Para quem conhece os seus e a sua freguesia tão bem, foi fácil entender que havia pessoas em casa a precisar de medicação, de compras, de alguém que lhes dissesse que estava ali para ajudar no que fosse possível e para garantir que não arriscariam a sua saúde e bem-estar com saídas desnecessárias e desprotegidas. Em São Martinho, a Junta de Freguesia colocou em acção o “Fique em Casa”, uma linha de apoio para tratar da aquisição e entrega desses bens de extrema necessidade e, dessa forma, manter os mais frágeis em casa, seguros.
Mas foi mais longe. Quando todos fecharam portas, inclusive as associações que tinham como função prover a alimentação diária de alguns dos idosos e que dispunham de meios e fundos para isso, a Junta de Freguesia continuou. Contactou idosos que simplesmente não tinham o que comer, porque o Centro de Dia fechou e era lá que comiam. Tantas pessoas passavam tanta necessidade e nem sabiam… gerou-se parcerias com entidades privadas e foram fornecidas 1.724 refeições, foram acautelados bens alimentares que foram adquiridos junto do comércio local por forma a também ajudar as empresas. Deu as mãos à Cáritas e juntos foram a casa das pessoas. Associou-se à Câmara Municipal do Funchal na distribuição de livros que davam um mundo a quem estava confinado.
Quando as escolas começaram a enviar trabalhos para os alunos em ensino à distância, também a Junta de Freguesia estava lá, disponível para fornecer impressões. Foram quase 13.000 cópias disponibilizadas. E quando os universitários necessitaram de estar online para realizar exames, também a Junta estava lá, para fornecer equipamento informático, uma sala e internet para o efeito.
As Juntas de Freguesia têm esta função de estar perto, têm esta função de antecipar as necessidades dos seus fregueses e de atuar, fazer, proporcionar, criar condições. Quem parece não saber disso é o Governo Regional, que na hora de canalizar verbas e apoios tão necessários às populações o faz via outras instituições que não o Poder Local. Fá-lo através das Casas do Povo, criadas com uma génese lúdica e formativa .

Entradas fornecidas
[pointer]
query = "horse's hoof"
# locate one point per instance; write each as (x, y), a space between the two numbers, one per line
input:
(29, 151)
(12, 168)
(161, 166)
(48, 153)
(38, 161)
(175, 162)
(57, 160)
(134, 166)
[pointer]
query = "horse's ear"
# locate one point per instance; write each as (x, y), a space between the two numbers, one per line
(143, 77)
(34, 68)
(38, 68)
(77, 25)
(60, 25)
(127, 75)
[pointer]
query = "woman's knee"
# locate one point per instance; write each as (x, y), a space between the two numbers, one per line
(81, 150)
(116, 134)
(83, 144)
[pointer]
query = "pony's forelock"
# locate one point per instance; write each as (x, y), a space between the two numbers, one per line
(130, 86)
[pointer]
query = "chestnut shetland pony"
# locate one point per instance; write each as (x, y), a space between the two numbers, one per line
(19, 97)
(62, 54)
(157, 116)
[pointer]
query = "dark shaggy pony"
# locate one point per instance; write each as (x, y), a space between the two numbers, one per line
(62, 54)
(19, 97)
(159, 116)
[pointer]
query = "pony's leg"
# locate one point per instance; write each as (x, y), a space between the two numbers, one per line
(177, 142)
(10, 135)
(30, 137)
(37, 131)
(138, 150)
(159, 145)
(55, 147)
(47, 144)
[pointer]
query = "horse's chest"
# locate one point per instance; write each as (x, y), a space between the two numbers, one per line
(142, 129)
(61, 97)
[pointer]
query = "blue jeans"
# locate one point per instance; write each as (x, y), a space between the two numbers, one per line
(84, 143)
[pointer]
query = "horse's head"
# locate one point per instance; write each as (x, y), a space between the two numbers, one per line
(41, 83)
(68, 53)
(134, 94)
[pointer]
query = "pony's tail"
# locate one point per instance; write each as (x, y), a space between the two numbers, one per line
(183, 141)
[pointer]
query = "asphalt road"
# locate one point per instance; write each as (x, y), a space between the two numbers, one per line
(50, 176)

O seu objetivo
Segundo o excerto sobre a Junta de Freguesia de São Martinho, quantas refeições foram fornecidas através das parcerias com entidades privadas? Recorra unicamente ao excerto como fonte.

Resposta abaixo
Foram fornecidas 1.724 refeições.